● **GOALS**:
A. Translate this sentence from the book club report into Spanish: "Her grandmother tells stories which resonate through Elsa's head at night, giving her comfort."
B. Pick up the book club report after its last sentence and write the next part.

● **TEXT SEGMENT**:
* Start *
Wednesday, October 16, 2019

Nevermore: Long Haul, Backman, O'Neal, Gaynor, Educated, Book Woman of Troublesome Creek


Reported by Kristin


Nevermore began this week with tales of life on the road, with The Long Haul by Finn Murphy. While in college more than thirty years ago, Murphy decided to drop out and become a truck driver, moving thousands of households and driving over a million miles. Our reader found this to be a fun book, although she founds some parts a bit boring. She was especially impressed that Murphy made a bundle of money doing something he enjoys. Another reader with truck driving experience said that she found every single experience Murphy had to be believable. She also agreed with the author when he said to use your maps to know exactly where you’re going and don’t just rely on the GPS.


Another reader enjoyed My Grandmother Asked Me to Tell You She’s Sorry by Fredrik Backman. Seven-year-old Elsa loves her grandmother, although she’s something of an odd bird. Her grandmother tells stories which resonate through Elsa’s head at night, giving her comfort. When her grandmother dies, she sends Elsa on a quest to deliver apology letters to people she has wronged, and Elsa learns much along the way.
* End *
● **RECORDED DATA**:
* Start *
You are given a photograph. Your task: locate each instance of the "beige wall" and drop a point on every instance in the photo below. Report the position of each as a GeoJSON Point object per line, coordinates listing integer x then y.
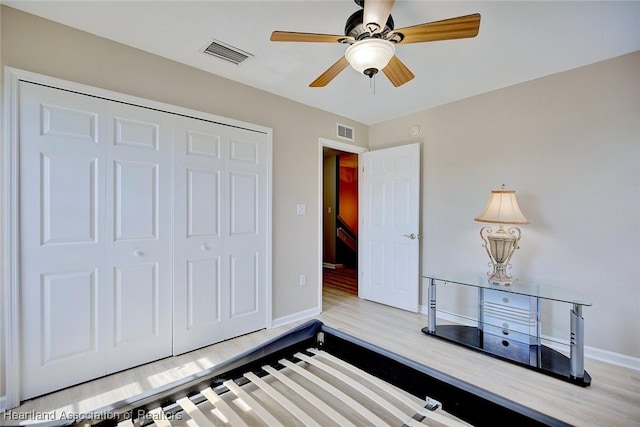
* End *
● **TASK-BY-TASK RESULTS**:
A. Su abuela le cuenta historias que resuenan en la cabeza de Elsa por la noche y le dan consuelo.

B.
When We Believed in Mermaids by Barbara O’Neal begins with a dramatic moment—Kit sees her long-dead sister Josie on the television news, then begins a journey to explore the disasters which tore their family apart fifteen years ago. From California to New Zealand, secrets long buried have a way of making themselves known at last. Our reader found this novel extremely good, but noted that it dealt with very heavy subjects.


Continuing in fiction, this time with a historical bent, our next reader reported on The Lighthouse Keeper’s Daughter by Hazel Gaynor. Based on a true story, this novel begins in 1838 in Northumberland, England where Grace Darling helps her father tending the lighthouse. When they rescue shipwreck survivors, Grace becomes known and celebrated throughout the region. A century later, pregnant nineteen-year-old Matilda Emmerson is sent from Ireland to Rhode Island to stay with a distant relative, Harriet the Newport lighthouse keeper. The two stories are interwoven, making connections from the past to the future.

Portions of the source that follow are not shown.